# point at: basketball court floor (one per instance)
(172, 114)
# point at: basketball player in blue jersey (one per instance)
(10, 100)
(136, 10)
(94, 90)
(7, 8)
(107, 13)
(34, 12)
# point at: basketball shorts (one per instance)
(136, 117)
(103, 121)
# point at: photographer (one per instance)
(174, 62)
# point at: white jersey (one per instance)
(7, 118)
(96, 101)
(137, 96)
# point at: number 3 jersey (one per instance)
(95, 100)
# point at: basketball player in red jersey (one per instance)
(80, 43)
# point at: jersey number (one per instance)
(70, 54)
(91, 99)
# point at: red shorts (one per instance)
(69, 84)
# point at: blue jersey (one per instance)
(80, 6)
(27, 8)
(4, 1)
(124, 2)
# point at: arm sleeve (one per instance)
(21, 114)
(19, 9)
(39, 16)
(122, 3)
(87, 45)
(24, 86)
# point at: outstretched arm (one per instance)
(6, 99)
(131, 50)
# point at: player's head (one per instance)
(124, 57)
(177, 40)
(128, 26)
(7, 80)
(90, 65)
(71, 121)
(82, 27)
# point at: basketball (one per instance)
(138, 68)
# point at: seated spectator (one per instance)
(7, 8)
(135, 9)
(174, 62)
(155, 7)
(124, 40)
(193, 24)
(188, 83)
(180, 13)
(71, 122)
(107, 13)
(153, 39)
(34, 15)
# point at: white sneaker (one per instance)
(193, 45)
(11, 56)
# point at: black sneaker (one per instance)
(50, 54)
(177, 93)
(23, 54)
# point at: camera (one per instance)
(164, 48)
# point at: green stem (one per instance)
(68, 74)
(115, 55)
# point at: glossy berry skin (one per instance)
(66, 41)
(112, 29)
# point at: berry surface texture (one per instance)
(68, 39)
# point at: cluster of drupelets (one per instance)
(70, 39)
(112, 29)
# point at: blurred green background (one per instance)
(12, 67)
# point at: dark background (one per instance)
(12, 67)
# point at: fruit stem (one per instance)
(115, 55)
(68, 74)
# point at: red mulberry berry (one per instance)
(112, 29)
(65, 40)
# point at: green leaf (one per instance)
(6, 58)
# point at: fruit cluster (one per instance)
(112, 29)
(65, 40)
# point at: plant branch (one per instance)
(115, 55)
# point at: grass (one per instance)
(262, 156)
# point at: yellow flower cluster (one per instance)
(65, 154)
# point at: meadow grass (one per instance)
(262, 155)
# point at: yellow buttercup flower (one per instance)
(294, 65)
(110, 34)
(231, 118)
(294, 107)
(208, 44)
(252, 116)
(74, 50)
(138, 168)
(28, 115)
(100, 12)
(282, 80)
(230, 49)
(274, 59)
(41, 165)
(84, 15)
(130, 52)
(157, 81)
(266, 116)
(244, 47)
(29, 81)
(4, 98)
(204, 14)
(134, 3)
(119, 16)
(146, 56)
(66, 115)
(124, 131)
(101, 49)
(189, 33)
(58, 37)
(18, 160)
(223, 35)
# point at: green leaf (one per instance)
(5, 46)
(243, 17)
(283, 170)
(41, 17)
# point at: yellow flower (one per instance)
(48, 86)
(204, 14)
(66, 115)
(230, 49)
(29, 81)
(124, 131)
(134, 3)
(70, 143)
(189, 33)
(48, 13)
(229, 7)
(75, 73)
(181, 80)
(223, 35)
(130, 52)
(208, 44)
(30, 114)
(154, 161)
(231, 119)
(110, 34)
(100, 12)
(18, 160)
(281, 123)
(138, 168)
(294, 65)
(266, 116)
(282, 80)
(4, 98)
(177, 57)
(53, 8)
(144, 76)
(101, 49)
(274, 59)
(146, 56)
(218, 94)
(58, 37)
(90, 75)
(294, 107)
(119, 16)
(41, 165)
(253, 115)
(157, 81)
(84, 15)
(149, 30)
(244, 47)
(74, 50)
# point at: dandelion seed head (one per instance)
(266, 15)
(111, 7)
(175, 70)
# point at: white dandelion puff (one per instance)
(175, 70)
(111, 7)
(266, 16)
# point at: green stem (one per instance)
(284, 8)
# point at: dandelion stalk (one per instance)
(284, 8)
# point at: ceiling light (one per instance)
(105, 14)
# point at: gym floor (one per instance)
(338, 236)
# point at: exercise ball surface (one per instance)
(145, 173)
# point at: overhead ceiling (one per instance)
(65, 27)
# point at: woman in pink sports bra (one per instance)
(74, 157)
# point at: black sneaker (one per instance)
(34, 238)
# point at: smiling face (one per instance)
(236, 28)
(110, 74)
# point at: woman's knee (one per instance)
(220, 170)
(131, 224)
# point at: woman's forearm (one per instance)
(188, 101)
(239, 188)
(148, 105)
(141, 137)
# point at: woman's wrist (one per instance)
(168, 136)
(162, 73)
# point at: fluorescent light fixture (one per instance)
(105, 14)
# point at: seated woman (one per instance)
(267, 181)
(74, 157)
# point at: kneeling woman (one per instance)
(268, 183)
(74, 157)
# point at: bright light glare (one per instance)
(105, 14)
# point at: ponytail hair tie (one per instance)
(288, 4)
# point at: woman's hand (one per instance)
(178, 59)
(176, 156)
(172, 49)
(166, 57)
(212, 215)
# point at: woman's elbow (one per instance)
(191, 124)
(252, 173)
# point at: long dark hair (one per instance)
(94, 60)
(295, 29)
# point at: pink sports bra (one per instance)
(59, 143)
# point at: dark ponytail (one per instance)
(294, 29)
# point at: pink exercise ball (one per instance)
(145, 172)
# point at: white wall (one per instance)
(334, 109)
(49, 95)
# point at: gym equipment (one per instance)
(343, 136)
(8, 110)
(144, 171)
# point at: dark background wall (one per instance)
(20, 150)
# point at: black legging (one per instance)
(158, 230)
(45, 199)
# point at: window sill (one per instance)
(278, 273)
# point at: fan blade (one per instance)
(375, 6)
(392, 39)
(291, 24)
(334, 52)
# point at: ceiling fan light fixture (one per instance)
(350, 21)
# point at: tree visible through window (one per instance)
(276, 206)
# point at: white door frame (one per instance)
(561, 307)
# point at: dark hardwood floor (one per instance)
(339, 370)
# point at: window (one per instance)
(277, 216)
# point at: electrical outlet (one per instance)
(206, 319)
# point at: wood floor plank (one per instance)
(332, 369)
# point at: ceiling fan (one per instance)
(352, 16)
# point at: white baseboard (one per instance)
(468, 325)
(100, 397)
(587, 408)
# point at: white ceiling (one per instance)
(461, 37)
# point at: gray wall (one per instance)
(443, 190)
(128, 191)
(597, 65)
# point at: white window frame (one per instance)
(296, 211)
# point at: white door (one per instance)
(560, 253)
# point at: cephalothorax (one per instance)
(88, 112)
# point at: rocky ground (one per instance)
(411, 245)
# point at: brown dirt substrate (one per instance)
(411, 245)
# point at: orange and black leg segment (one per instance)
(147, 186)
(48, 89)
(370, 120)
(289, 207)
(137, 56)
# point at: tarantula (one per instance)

________

• WHAT IS REQUIRED
Rescale the lines between the one holding "# point at: brown" and the end of the data, inclusive. Reproduce every line, requests included, multiplying each coordinate in the answers by 1.5 and rounding it to a whole number, with halves rounded up.

• FULL OUTPUT
# point at: brown dirt substrate (one per instance)
(617, 368)
# point at: orange and black leg segment (one per instance)
(221, 279)
(72, 134)
(555, 180)
(434, 311)
(206, 84)
# point at: tarantula (one per instance)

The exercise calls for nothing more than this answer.